Problem to solve: An exact transcription of the lines below, from the first through the one containing "Target: antler tine", is the only output wanted.

Given records:
────────────────────────────────────────

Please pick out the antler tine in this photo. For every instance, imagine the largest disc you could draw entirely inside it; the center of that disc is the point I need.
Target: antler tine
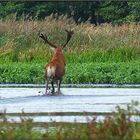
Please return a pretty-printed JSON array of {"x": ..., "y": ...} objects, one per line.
[
  {"x": 69, "y": 35},
  {"x": 45, "y": 38}
]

────────────────────────────────────────

Output for this exercise:
Please pick out the antler tine in this photo. For every instance, imagine the largest disc you could draw entirely inside it; the center of that disc is the point I need.
Target: antler tine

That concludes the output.